**Document text:**

-------

More than a million women mask period sick days each year because they feel unable to tell their boss the true reason for their absence.
The latest research revealed in the Bupa Wellbeing Index, shows that one in eight women have taken time off work in the last 12 months due to symptoms linked to periods, with a third gave a different reason when requesting the time away.
Almost half of women who have periods experience severe pain most months. However, just 19 per cent have felt comfortable taking a sick day and openly said it was due to their period pain. Many others also battle regular symptoms like nausea (31 per cent) and headaches or migraines (48 per cent).
Two in five women push through their pain despite experiencing severe period symptoms but commonly report feelings of exhaustion (41 per cent), discomfort with pain (37 per cent), and making frequent bathroom trips due to heavy bleeding (30 per cent).
Sadly, nearly half of women don’t feel a period is a valid enough reason to call in sick and around a third feel embarrassed or are concerned that their employer won’t understand (31 per cent).
And even when women do take time off work due to their period-related symptoms, many still find it difficult to have open conversations about it. More than a third of these women take sick leave because of severe pain but give a different reason for their absence to their employers.
This stigma seems to be partly due to a culture of silence continuing in workplaces – as 38 per cent of
women reveal that periods aren’t talked about at all where they work and a third (32 per cent) feel they
can’t openly discuss their periods while at work.
Even in companies where period health is discussed, outdated views continue, with a quarter (23 per cent) of women saying that the subject is often raised in a negative light.

-------

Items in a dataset
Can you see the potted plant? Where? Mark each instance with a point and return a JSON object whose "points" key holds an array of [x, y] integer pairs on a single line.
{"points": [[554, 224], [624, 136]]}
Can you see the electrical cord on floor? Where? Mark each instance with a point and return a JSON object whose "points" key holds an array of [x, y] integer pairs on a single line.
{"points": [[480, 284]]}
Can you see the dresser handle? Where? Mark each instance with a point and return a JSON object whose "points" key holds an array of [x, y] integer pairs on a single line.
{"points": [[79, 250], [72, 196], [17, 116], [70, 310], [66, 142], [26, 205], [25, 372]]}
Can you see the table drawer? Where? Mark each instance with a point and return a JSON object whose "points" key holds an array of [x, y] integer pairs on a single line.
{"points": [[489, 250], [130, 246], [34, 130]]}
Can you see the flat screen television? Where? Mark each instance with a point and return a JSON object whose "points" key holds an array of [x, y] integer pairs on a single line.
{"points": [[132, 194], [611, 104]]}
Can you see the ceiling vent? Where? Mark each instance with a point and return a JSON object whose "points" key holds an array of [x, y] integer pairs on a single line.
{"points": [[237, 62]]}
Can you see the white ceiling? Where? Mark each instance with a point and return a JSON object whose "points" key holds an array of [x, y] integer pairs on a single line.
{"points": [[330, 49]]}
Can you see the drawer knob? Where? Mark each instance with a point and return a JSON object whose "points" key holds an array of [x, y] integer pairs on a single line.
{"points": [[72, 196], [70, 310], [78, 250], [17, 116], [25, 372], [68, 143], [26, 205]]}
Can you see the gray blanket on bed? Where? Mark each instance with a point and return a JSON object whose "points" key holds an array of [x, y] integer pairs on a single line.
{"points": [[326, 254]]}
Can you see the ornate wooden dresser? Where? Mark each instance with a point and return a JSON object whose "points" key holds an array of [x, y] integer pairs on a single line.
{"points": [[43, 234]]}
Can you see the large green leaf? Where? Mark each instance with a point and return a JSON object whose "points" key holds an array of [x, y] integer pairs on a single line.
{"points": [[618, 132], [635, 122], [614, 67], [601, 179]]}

-------

**Exercises to complete:**
- A) Summarize the article on period sick days in two sentences.
- B) According to the article on period sick days, what percentage of women have felt comfortable taking a sick day and openly saying it was due to period pain?
- C) Resume the article on period sick days from its last sentence.

**Responses in order:**
- A) More than a million women each year hide period-related sick days: one in eight took time off for period symptoms in the last 12 months, and a third of them gave a different reason. Many push through severe symptoms, nearly half don't see a period as a valid reason to call in sick, and workplaces often stay silent about periods or raise them in a negative light.

- B) 19 per cent.

- C)
Women suffering from severe period symptoms need to take around five days off sick each year as a result. Across the UK, this means nearly 17 million sick days are taken for periods every year.
Sarah Melia, general manager at Bupa Health Services said: “Women need companies to foster a workplace culture where they feel comfortable speaking openly and honestly about what they are experiencing. If companies are unable to do this, then productivity will slip, and they’ll lose the ability to attract and retain key talent. Women make up 48 per cent of the UK workforce and we must support them to thrive.
“I’m delighted to announce that we’ve just launched our Bupa Period Plan for free to all our colleagues at Bupa. This shows our continued commitment to our people, helping them to access the support they need, as and when it is needed.”
A lack of awareness about the related symptoms many women experience during their period seems to be a factor in workplace attitudes. Just under a fifth of those who have a period feel more training should be in place for managers. Similarly, women are keen to see more concrete period health policies in their workplace, including free sanitary products, clearly signposted days off for period health, and access to services to support them – such as GP appointments.